YOUR GOAL
Summarize the forum thread below in three sentences.

SOURCE DOCUMENT
++++++++++++++++++++

# Benidorm 2008



## 110170 (Feb 25, 2008)

We are also new to the MH scene haveing bought a new one in March.

We are looking at going to spain latter in the year and wondered if you guys could give some help and advise. As it is our first trip abroad we would prefer a fully equiped site:

Were can we get info in english for motorhome sites around benidorm.
What are the typical costs.
Can you book in advance.
What else do we need to know.

Oh yeh, one other thing. What is an aires site?

Many Thanks

Chris B


----------



## 111764 (Apr 29, 2008)

Hi you will have no problem finding a campsite in Benidorm,for example Elraco, Lateretta, vilasole,and a few more, prices differ depending time of year and within walking distance of the new town, a french aires is parking for motorhomes which are more or less all over France, in the summer from March to Nov they usualy cost around 6euro a night and from Nov to March they are free you can also get a guide book to all these aires which are in other european countrys as well hope this helps


----------



## territo (May 1, 2005)

There is a Camperstop ( Spanish Aire) at L'alfas Del Pi near Benidorm, in November last year it was 10 Euros per night with electricity including free wi fi access. It is called Camperstop Costa Blanca, Cami del Alguers.


----------



## jch07 (Sep 28, 2007)

++++++++++++++++++++

ENTRIES
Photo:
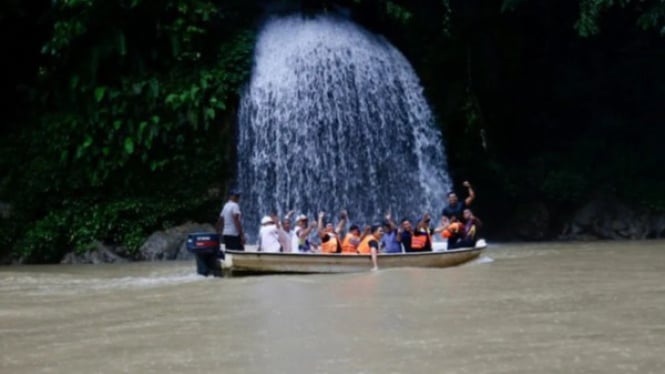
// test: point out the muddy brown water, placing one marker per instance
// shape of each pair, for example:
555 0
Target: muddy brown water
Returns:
522 308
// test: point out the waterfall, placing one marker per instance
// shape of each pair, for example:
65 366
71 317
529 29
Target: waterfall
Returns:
335 117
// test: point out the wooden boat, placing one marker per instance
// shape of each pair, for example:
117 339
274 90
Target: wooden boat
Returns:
302 263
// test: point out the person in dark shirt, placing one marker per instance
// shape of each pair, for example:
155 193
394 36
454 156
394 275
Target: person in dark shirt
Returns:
456 207
469 234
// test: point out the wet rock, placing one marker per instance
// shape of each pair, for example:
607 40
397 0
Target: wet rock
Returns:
607 217
170 244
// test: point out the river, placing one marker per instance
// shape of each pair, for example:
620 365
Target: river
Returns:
596 307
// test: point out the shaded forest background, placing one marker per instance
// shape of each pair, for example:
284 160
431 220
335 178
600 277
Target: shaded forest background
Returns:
119 115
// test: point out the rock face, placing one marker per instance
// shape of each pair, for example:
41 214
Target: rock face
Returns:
170 244
608 218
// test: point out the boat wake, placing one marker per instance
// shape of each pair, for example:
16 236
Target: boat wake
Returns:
70 284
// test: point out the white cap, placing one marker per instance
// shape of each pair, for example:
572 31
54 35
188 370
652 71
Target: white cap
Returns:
265 220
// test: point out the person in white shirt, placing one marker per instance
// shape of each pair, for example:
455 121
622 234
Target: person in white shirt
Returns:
229 225
269 236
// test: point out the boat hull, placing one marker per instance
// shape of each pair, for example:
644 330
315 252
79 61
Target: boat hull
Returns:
261 262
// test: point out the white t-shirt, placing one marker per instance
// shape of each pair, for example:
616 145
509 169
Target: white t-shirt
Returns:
295 241
230 209
285 240
269 239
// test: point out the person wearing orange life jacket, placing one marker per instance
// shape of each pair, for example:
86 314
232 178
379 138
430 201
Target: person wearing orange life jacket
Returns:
330 242
469 235
451 230
351 241
421 238
370 245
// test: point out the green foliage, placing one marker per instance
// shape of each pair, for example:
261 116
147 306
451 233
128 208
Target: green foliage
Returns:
77 224
134 113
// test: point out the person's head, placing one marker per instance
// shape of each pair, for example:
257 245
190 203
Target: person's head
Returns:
302 221
266 220
377 231
452 198
234 195
406 224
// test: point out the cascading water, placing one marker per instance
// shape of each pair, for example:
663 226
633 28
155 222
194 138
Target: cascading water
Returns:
334 117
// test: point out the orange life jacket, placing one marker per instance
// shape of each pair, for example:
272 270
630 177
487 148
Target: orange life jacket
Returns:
420 241
452 229
331 245
350 244
363 247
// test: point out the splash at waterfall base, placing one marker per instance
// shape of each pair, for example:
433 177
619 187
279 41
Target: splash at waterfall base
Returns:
334 118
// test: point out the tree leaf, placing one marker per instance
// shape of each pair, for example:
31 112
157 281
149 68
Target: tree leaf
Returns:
99 93
129 145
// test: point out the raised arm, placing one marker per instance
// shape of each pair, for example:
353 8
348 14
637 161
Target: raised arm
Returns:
236 222
341 223
320 227
471 193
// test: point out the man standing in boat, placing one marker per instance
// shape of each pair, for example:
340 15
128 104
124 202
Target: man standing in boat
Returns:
229 224
455 207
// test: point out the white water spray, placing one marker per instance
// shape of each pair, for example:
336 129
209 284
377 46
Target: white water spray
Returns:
335 117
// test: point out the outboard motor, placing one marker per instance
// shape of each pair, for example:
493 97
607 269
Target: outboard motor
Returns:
205 248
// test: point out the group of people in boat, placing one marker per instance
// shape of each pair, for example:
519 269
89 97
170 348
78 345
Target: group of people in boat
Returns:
458 226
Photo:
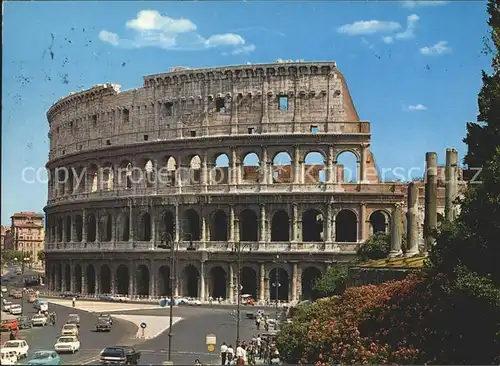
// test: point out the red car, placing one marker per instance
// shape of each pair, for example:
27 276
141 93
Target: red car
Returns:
10 324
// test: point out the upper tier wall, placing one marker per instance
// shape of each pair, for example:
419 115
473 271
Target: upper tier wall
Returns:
251 99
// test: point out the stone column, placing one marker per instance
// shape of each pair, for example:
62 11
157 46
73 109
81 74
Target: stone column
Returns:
430 223
396 231
262 282
412 220
262 229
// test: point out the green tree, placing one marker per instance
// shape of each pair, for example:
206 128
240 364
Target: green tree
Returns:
333 281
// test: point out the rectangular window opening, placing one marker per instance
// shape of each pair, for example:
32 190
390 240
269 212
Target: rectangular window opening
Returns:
220 105
169 109
283 103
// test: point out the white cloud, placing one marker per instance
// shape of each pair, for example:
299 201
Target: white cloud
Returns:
153 29
415 107
410 4
437 49
364 27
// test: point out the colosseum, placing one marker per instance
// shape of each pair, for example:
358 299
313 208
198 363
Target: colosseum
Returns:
235 167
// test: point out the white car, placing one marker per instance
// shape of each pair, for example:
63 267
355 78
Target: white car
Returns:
19 346
8 357
16 309
67 344
39 320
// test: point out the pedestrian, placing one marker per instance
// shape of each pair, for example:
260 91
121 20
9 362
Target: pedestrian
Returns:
223 353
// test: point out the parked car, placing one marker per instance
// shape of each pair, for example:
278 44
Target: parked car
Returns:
19 346
39 320
69 329
45 358
25 322
10 324
8 357
121 355
67 344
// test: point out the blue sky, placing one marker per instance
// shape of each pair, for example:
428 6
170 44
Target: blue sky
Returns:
413 68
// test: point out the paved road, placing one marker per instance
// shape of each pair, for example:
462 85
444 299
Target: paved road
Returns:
91 342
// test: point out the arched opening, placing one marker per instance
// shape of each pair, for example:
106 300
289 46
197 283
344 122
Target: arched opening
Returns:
105 279
346 227
282 168
67 277
78 228
142 280
164 281
219 227
194 170
145 227
191 277
218 285
122 280
91 228
107 177
123 225
191 225
279 284
220 172
249 282
309 277
105 227
379 222
78 279
347 168
90 273
67 234
251 168
312 226
280 228
314 168
249 226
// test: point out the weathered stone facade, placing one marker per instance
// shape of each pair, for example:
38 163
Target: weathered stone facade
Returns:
128 169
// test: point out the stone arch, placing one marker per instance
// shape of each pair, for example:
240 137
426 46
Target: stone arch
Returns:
105 279
144 228
308 279
142 276
164 288
314 168
122 280
105 227
312 226
67 277
280 226
282 168
78 228
219 226
249 225
190 284
67 234
91 228
379 222
90 274
278 277
123 226
249 281
191 225
251 168
218 282
346 227
347 167
220 171
78 278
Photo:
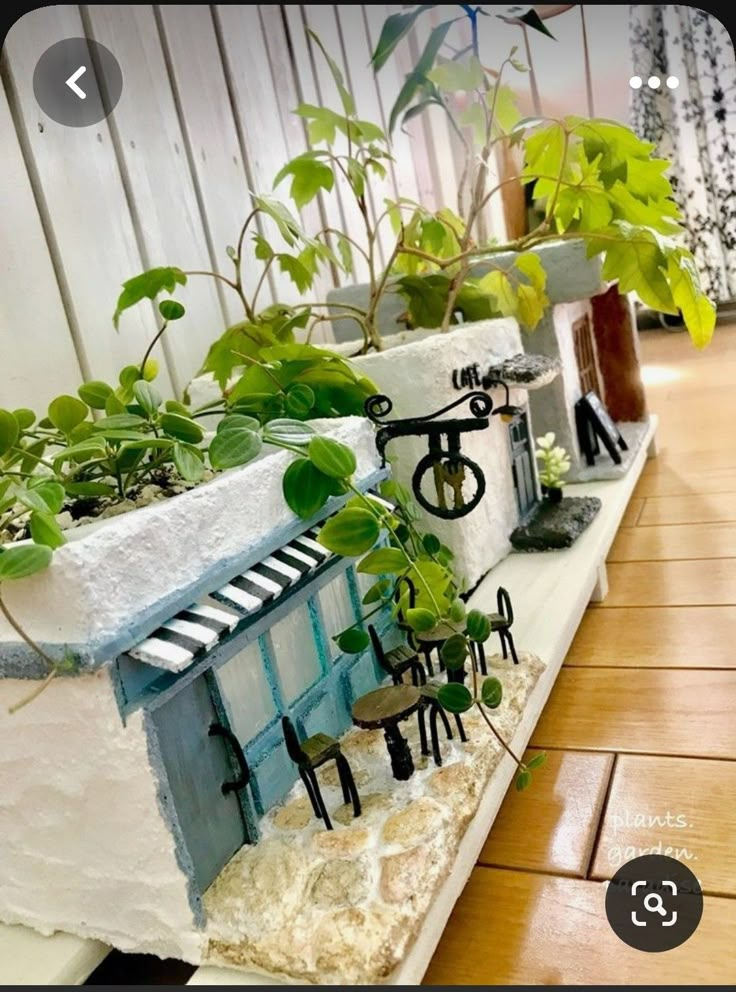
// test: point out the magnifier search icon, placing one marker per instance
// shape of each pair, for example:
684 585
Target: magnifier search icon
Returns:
653 902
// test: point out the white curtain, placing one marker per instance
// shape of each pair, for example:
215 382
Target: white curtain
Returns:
693 125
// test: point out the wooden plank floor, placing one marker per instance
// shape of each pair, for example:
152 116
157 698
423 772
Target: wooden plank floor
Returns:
641 724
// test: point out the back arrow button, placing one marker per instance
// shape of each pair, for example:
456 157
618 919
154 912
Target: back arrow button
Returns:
71 82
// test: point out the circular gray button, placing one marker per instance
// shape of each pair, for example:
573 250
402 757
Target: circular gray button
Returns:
77 82
654 903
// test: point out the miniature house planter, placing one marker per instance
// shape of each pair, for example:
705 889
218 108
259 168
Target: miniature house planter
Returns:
422 371
215 607
589 329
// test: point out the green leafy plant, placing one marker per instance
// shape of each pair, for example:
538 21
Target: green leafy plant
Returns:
413 559
596 180
554 462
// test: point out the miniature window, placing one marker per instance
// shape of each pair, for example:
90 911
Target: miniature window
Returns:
295 653
246 693
337 609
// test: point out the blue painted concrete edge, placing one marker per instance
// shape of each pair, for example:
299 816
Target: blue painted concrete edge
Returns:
19 661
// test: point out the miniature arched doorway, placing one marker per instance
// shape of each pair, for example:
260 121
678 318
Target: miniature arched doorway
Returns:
585 355
522 465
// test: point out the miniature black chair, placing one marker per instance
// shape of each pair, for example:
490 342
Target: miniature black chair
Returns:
430 702
426 642
501 624
308 755
398 660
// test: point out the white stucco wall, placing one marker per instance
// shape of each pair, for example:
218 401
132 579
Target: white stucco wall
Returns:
84 847
415 371
100 583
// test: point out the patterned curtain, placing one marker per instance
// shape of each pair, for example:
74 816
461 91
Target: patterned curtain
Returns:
693 125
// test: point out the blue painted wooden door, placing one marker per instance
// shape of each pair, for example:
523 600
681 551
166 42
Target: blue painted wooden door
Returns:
197 765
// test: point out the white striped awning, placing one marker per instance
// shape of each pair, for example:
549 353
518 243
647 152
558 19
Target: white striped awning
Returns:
196 630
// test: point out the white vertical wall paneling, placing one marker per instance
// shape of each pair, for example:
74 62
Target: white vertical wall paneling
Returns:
93 240
245 58
153 156
31 310
216 159
322 21
388 84
357 49
440 133
292 125
418 130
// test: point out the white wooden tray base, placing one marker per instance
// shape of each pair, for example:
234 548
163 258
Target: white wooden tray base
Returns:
550 593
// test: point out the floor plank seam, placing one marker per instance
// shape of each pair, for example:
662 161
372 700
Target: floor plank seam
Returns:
601 818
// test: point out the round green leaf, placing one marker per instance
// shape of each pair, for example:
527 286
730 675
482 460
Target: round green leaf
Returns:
305 488
523 780
89 489
457 610
383 561
379 590
352 641
171 309
52 493
455 698
9 430
478 626
65 412
188 461
26 418
129 376
114 405
238 421
300 400
95 394
454 652
20 562
331 457
351 532
420 619
45 530
290 431
150 370
182 428
147 396
120 422
232 448
431 544
491 692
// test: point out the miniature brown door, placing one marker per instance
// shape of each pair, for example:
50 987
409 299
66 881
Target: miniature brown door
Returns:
582 335
197 765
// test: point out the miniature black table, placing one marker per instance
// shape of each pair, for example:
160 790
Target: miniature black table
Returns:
383 709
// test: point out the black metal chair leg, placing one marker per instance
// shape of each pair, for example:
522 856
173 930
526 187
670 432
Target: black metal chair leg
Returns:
428 661
308 786
351 786
340 765
512 646
421 717
436 753
445 721
318 794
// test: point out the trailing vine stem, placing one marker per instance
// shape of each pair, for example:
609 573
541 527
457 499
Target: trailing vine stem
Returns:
53 665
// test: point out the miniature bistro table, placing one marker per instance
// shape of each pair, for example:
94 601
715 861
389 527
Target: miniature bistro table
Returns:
383 709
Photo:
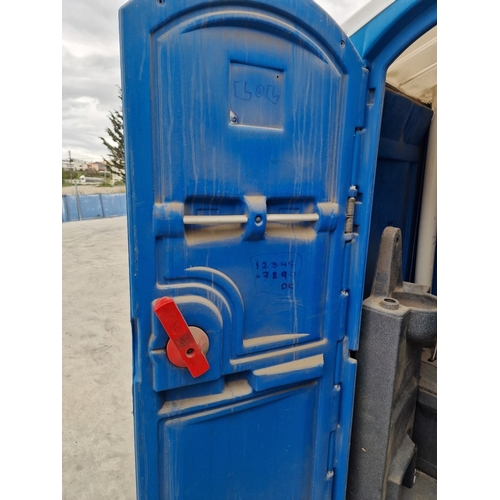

++++++++++++++++++++

RESPONSE FOR THIS EXERCISE
A new motorhome owner planning a first trip abroad to Spain later in the year asks where to find English information on motorhome sites around Benidorm, what they typically cost, whether they can be booked in advance, and what an aires site is. One reply says campsites in Benidorm, such as Elraco, Lateretta and vilasole, are easy to find, with prices that vary by time of year, and explains that a French aire is motorhome parking that usually costs around 6 euros a night from March to November and is free from November to March. Another reply points to Camperstop Costa Blanca, a Spanish aire at L'alfas Del Pi near Benidorm, which cost 10 euros per night with electricity and free wi-fi the previous November.